抜粋文:
_ _ _ _

『涼宮ハルヒの憂鬱』 その危険な世界観

涼宮ハルヒの憂鬱 (角川スニーカー文庫)

涼宮ハルヒの憂鬱 (角川スニーカー文庫)



二十世紀末から二十一世紀の日本において「ライトノベル」というジャンルに分類される小説があるらしいことを知ったのは、つい最近のことである。Wikipediaによると

漫画・アニメ風のイラストを使用した娯楽小説

とのことだが、他のジャンル分け同様おそらくその境界は分類する人の主観にも依存していて曖昧なのであろう。
俺がその言葉から感じる感覚を頼りにすると、軽く読める小説という意味になる。まぁそのまんまだ。
だから、前述のWikipediaに記載されている

自らは絶対に「ライトノベル」と呼ばない出版社、作家などはいまだに多い

という状況は理解できる。自分が書いた物、自分が出版した物を軽く見られるのはあまりいい気持ちはしないんだろうな。


最近俺が読んだ本の中でも、俺の主観ではライトノベルに分類できる本があった。「ダ・ヴィンチ・コード」がそれだ。異論は多数あるであろうことはわかってはいるが、何せ俺がそう思ってしまったのでしょうがない。
俺が持つ、きわめて日本人的と思われる、神道的仏教的いやいや無宗教的といった方がよい宗教観でダ・ヴィンチ・コードを読むと、長さの割に簡単に読める娯楽小説という意味でまさにライトノベルである。漫画・アニメ風のイラストがついているかついていないかなんてことは小説を読む上では別にたいした問題ではないんじゃないかとかえらそーなことを考えているわけである。


おそらく二十世紀終盤で経験した中高生の頃に今で言うライトノベルに分類される小説は読んでいるはずなのだが、例えばダーティーペアシリーズなんて今で言うライトノベルなんじゃねーかなと思うわけであるが、ライトノベルというジャンルに分類できる小説があることを知ってから、どうやらこれがライトノベルというジャンルに分類できる小説らしいと意識して読んだ初めての作品。
それが「涼宮ハルヒの憂鬱」である。






困ったことにこの文章を書く前提として、「涼宮ハルヒの憂鬱」という作品を今まで読んでいなくてかつこの先も読む予定が無い人をターゲットとして、その人にこの作品を読んでみようと言う気にさせるというものすごく高いハードルが設定されている。されているって自分で勝手に設定しているだけだけどね。
となると、どうしても避けて通れないのがあらすじの紹介である。


やむをえない。やるか。

_ _ _ _

(データソースから取得した記録)

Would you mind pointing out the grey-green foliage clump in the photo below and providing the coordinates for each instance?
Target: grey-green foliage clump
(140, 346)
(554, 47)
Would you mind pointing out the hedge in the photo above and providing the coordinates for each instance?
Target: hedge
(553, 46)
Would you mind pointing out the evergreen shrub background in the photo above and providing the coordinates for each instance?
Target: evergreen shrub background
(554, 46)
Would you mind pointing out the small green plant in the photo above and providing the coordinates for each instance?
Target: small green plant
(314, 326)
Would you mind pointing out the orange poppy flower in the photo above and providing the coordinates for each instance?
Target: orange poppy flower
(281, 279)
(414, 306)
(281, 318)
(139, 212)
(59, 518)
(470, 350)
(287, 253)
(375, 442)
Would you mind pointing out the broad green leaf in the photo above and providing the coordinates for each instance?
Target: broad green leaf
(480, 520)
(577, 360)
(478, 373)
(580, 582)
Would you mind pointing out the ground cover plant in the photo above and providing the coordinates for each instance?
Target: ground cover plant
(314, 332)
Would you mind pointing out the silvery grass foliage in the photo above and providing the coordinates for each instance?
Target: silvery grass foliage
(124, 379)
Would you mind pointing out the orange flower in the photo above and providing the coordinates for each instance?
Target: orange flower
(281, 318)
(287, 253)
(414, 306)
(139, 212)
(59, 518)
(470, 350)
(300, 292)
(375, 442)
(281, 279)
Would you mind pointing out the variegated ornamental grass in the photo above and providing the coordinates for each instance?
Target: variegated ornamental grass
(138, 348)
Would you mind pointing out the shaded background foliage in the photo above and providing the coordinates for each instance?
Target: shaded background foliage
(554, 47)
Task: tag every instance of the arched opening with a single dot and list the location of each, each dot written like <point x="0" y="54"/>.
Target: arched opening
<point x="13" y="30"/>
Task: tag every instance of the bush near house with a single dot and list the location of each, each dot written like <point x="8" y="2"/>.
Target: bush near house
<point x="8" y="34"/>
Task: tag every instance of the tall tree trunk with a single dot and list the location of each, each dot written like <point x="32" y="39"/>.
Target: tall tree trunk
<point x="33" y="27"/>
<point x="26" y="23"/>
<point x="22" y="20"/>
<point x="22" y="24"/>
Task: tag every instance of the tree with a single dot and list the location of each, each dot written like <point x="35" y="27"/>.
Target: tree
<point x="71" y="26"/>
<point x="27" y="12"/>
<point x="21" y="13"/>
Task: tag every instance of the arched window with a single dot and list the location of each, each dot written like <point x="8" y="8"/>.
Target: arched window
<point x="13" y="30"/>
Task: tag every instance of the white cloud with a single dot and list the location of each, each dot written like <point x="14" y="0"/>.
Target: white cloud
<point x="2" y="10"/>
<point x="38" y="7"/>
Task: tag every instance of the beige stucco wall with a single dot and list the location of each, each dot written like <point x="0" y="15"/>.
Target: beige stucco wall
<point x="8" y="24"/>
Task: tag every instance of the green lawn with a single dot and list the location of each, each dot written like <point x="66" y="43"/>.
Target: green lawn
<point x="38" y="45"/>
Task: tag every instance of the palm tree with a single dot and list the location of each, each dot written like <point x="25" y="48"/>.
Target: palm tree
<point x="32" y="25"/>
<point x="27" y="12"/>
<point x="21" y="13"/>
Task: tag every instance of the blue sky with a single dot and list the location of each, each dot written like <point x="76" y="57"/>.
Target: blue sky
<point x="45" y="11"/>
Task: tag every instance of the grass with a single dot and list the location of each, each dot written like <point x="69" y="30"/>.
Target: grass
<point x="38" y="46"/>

_ _ _ _

指示 1:
抜粋文について、次の問いに答えよ。
(a) 筆者が最近読んだ本のうち、自分の主観ではライトノベルに分類できると述べているのは何か。
(b) 今で言うライトノベルではないかと筆者が例に挙げているシリーズは何か。
(c) この文章を書くうえで避けて通れないと筆者が述べているのは何か。
指示 2: 抜粋文に名前の出てくる小説の作品名およびシリーズ名を、すべて書き出せ。
指示 3: 抜粋文の最後の一文に続けて、文章を書き継げ。

解答例 1:
(a) 「ダ・ヴィンチ・コード」
(b) ダーティーペアシリーズ
(c) あらすじの紹介

解答例 2:
涼宮ハルヒの憂鬱
ダ・ヴィンチ・コード
ダーティーペアシリーズ

解答例 3:
この作品の主人公「キョン」という少年が、高校に進学するところからこの物語は始まる。中学の頃あこがれていた女の子と同じ高校に進学して同じクラスになれるかどうかどきどきするとか、高校デビューを飾ってやるとかそーいう物語の軸となりそうな設定はここでは語られていない。
新しいクラスメイトとともに一つの教室におさまり、出席番号順にあらかじめ決められた席に座ってホームルームが始まる。たぶん俺にもそんなことがあったかもしれない。遠い昔の出来事だなぁ。
ホームルームではまぁおきまりの自己紹介をするわけだ。当然だ。同じ中学出身で仲が良かったとかそういうつながりがなければ周りは知らないやつばっかり。とりあえずは自己紹介だろう。
主人公キョンはつつがなく自己紹介を終えた。しかしその次の少女の自己紹介それが物語を予感させる言葉だった。

「東中学出身、涼宮ハルヒ
「ただの人間には興味ありません。この中に宇宙人、未来人、異世界人、超能力者がいたら、あたしのところに来なさい。以上」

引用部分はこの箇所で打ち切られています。